PROBLEM REQUIREMENTS:
In the abstract on ancestral factor IX variants, how much greater was the FIX activity production of variant An96 than that of human FIX?

Identification of coagulation factor IX variants with enhanced activity through ancestral sequence reconstruction

Orthologous proteins contain sequence disparity guided by natural selection. In certain cases, species-specific protein functionality predicts pharmacological enhancement, such as greater specific activity or stability. However, immunological barriers generally preclude use of nonhuman proteins as therapeutics, and difficulty exists in the identification of individual sequence determinants among the overall sequence disparity. Ancestral sequence reconstruction (ASR) represents a platform for the prediction and resurrection of ancient gene and protein sequences. Recently, we demonstrated that ASR can be used as a platform to facilitate the identification of therapeutic protein variants with enhanced properties. Specifically, we identified coagulation factor VIII (FVIII) variants with improved specific activity, biosynthesis, stability, and resistance to anti-human FVIII antibody–based inhibition. In the current study, we resurrected a panel of ancient mammalian coagulation factor IX (FIX) variants with the goal of identifying improved pharmaceutical candidates. One variant (An96) demonstrated 12-fold greater FIX activity production than human FIX. Addition of the R338L Padua substitution further increased An96 activity, suggesting independent but additive mechanisms. after adeno-associated virus 2 (AAV2)/8-FIX gene therapy, 10-fold greater plasma FIX activity was observed in hemophilia B mice administered AAV2/8-An96–Padua as compared with AAV2/8-human FIX–Padua. Furthermore, phenotypic correction conferred by the ancestral variant was confirmed using a saphenous vein bleeding challenge and thromboelastography. Collectively, these findings validate the ASR drug discovery platform as well as identify an ancient FIX candidate for pharmaceutical development.

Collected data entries
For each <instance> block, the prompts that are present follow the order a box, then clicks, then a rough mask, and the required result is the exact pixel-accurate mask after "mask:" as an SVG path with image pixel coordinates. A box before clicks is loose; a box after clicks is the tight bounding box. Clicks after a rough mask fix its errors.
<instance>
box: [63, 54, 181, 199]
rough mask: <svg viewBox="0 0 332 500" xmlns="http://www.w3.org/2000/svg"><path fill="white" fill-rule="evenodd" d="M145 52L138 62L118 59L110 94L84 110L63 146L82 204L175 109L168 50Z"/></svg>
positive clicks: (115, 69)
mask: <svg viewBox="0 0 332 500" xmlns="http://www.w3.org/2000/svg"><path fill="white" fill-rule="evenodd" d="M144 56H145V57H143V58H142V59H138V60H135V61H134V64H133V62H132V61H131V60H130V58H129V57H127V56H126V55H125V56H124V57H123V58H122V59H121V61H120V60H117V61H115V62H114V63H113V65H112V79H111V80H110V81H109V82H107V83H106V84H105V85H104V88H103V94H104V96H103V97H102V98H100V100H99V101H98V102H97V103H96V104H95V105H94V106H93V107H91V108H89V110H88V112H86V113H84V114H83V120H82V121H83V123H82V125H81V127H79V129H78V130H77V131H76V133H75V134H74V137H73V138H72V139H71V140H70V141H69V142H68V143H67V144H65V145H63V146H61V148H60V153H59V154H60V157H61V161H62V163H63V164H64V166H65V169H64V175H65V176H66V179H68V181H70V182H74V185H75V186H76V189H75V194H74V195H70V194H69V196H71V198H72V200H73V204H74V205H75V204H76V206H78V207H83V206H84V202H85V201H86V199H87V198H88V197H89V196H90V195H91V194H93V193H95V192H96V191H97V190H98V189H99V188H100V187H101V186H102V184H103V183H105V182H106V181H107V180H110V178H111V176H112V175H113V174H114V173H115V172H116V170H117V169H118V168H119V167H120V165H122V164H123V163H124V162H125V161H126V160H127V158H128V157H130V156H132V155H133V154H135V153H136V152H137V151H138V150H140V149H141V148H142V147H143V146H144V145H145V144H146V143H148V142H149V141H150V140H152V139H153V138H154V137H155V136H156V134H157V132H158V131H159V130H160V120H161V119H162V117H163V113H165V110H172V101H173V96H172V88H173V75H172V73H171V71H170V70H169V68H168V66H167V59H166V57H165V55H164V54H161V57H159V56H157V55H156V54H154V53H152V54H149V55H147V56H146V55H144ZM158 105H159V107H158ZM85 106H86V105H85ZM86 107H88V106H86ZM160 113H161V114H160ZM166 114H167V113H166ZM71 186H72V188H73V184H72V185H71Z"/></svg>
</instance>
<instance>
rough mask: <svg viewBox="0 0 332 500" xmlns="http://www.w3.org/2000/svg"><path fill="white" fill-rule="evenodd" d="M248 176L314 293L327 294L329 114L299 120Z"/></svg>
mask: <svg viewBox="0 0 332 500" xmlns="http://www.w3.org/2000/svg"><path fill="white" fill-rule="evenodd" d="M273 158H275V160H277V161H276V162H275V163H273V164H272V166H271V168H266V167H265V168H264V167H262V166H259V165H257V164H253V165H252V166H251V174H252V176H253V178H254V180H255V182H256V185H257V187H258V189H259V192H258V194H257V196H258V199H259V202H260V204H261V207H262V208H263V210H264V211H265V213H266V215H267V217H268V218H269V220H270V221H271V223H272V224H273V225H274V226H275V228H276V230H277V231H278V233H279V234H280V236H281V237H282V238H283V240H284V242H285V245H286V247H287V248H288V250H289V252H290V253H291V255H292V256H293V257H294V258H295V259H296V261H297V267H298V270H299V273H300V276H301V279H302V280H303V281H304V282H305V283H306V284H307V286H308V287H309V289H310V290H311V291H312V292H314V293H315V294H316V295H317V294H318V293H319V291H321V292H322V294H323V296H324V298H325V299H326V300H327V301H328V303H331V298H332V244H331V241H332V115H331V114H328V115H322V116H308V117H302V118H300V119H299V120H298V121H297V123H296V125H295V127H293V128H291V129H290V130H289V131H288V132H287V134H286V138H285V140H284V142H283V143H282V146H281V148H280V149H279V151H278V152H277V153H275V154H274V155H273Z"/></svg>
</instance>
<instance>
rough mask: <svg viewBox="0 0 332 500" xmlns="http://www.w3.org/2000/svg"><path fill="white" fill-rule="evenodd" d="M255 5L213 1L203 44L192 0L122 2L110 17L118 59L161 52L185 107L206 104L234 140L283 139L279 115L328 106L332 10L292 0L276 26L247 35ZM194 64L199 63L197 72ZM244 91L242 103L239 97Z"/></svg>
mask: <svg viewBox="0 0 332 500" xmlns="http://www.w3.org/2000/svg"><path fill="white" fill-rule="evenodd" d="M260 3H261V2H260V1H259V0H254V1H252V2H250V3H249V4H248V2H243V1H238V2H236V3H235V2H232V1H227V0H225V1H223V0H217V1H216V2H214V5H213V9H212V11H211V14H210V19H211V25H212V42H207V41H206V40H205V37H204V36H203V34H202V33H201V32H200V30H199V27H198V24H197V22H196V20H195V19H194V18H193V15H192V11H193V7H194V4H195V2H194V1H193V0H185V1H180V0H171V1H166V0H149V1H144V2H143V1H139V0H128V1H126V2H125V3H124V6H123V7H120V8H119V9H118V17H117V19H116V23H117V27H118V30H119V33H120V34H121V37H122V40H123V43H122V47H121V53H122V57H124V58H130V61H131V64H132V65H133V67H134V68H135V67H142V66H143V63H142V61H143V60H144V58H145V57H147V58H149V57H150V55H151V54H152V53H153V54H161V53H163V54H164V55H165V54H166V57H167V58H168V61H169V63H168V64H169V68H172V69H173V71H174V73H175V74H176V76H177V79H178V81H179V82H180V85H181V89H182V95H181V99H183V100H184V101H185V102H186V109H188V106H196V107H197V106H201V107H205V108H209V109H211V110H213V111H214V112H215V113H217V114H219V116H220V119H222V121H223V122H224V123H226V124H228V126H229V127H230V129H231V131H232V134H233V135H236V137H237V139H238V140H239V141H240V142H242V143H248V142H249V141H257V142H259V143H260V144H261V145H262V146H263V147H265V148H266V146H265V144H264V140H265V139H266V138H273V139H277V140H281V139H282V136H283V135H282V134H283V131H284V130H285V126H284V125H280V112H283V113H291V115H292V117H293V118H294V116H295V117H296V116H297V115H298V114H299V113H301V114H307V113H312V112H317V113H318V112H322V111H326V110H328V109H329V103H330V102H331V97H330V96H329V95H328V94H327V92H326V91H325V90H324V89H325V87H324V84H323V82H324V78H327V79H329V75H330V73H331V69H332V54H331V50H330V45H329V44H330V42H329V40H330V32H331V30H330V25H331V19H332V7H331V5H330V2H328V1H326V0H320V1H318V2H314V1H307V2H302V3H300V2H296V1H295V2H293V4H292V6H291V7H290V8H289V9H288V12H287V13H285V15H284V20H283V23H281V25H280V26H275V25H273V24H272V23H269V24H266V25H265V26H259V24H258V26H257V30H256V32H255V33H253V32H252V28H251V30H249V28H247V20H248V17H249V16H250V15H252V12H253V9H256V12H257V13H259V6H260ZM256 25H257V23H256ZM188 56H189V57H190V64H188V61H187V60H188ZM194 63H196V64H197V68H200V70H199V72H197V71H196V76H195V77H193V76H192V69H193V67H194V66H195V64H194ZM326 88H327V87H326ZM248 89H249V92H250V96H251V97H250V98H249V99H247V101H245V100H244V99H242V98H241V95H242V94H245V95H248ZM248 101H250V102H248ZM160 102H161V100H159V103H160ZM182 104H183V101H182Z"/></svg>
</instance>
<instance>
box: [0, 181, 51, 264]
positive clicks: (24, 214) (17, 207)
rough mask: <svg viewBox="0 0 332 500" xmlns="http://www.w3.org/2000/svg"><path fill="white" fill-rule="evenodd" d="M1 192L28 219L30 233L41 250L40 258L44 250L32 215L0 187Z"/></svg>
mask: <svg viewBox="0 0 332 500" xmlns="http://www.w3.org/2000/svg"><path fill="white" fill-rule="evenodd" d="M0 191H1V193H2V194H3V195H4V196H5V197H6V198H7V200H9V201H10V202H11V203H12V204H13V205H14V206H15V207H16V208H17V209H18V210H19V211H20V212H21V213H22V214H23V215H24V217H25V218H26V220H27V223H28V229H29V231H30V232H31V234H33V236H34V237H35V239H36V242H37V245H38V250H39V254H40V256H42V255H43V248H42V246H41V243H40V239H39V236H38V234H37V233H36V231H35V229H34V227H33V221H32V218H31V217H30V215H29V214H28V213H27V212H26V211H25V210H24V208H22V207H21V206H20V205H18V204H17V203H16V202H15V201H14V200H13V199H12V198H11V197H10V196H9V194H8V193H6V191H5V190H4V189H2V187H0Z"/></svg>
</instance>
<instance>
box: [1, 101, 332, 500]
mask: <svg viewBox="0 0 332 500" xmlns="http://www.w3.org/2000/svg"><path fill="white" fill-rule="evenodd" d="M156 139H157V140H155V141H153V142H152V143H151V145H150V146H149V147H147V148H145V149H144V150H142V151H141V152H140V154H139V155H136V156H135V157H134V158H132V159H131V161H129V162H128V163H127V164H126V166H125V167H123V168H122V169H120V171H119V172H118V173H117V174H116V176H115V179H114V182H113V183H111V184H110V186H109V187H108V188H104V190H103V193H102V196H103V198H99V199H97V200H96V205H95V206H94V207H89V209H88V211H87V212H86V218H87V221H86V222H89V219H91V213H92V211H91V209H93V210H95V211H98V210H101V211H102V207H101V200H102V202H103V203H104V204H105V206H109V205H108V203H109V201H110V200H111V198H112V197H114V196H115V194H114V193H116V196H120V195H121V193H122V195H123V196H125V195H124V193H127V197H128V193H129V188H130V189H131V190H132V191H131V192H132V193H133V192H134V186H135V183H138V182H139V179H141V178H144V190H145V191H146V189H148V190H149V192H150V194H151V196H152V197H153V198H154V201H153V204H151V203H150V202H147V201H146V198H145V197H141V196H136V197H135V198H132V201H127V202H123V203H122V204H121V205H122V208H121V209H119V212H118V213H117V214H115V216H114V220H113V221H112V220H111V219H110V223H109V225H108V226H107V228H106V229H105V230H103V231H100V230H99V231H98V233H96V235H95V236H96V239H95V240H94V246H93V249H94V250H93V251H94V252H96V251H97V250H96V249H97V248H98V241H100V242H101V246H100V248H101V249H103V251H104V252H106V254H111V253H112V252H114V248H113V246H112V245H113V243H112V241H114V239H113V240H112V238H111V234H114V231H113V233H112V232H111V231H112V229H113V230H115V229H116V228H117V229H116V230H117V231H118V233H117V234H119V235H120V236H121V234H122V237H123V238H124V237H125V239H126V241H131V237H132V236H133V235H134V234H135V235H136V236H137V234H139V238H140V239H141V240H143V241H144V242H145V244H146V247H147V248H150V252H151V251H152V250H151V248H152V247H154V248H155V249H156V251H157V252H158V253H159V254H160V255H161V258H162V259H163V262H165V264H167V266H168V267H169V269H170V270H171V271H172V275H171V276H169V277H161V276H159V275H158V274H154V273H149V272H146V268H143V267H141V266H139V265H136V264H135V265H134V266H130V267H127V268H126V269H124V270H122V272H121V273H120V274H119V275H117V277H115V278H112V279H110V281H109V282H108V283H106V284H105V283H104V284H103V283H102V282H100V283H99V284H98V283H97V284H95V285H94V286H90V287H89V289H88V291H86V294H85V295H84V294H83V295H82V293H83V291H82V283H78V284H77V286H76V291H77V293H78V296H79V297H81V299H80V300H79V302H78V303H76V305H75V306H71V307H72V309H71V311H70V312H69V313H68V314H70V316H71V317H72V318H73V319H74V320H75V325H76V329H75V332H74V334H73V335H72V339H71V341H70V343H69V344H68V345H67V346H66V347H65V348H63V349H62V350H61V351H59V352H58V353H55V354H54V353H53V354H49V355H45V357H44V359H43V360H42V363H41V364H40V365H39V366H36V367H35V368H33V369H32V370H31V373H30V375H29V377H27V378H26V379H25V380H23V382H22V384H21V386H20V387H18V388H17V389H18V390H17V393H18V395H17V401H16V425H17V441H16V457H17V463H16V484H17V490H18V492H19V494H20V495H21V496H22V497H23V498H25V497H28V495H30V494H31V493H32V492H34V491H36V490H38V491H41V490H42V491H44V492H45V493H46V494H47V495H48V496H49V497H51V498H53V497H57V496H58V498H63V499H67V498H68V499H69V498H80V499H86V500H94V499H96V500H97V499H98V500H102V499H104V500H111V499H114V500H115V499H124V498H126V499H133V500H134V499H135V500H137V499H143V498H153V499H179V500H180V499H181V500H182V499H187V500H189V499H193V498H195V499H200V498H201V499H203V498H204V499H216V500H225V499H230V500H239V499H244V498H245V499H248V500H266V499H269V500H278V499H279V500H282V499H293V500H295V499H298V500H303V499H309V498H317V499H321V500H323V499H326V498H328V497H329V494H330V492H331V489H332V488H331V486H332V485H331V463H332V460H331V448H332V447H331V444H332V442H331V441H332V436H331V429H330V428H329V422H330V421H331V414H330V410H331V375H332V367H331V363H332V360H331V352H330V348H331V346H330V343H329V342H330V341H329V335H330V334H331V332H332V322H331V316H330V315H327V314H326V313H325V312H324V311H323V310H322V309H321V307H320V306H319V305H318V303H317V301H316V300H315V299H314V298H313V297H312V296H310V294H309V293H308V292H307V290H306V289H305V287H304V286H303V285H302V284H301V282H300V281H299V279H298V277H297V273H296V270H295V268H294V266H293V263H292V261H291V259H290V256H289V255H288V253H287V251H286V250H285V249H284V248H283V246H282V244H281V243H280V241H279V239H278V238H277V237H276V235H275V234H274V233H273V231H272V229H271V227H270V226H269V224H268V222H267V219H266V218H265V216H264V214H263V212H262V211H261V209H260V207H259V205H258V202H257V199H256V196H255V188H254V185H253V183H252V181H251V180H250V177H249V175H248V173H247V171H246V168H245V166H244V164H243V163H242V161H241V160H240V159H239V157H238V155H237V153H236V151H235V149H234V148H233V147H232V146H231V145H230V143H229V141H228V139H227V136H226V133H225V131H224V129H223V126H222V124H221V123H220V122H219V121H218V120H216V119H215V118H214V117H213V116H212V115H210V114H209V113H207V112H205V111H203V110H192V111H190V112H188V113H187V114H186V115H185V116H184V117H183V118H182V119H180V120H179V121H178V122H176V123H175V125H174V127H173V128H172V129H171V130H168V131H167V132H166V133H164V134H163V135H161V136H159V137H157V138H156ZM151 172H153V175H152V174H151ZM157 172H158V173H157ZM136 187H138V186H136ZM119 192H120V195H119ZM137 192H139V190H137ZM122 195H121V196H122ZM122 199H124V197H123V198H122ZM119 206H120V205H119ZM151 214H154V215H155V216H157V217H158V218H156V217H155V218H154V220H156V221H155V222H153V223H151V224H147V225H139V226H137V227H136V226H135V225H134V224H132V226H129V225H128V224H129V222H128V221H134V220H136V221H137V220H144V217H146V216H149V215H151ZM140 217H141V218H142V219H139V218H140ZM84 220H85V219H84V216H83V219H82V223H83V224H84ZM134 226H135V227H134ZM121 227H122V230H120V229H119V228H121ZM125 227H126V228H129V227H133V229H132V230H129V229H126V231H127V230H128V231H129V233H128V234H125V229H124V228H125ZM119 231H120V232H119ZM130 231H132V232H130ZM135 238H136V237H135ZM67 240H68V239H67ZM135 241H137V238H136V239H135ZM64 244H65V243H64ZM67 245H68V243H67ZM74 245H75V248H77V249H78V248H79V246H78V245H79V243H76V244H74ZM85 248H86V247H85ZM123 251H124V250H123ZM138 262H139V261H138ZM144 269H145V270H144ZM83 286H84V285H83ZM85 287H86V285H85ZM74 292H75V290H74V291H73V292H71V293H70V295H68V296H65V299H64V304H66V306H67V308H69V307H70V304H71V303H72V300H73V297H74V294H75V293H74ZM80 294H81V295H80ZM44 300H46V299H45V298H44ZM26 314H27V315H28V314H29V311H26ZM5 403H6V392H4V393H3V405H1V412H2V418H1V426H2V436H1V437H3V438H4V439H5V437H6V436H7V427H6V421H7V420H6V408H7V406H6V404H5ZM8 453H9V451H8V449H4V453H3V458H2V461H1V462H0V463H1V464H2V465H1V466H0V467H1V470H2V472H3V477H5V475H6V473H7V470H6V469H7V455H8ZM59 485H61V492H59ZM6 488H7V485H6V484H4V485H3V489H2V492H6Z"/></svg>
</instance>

FINISHED EXERCISE:
12-fold greater.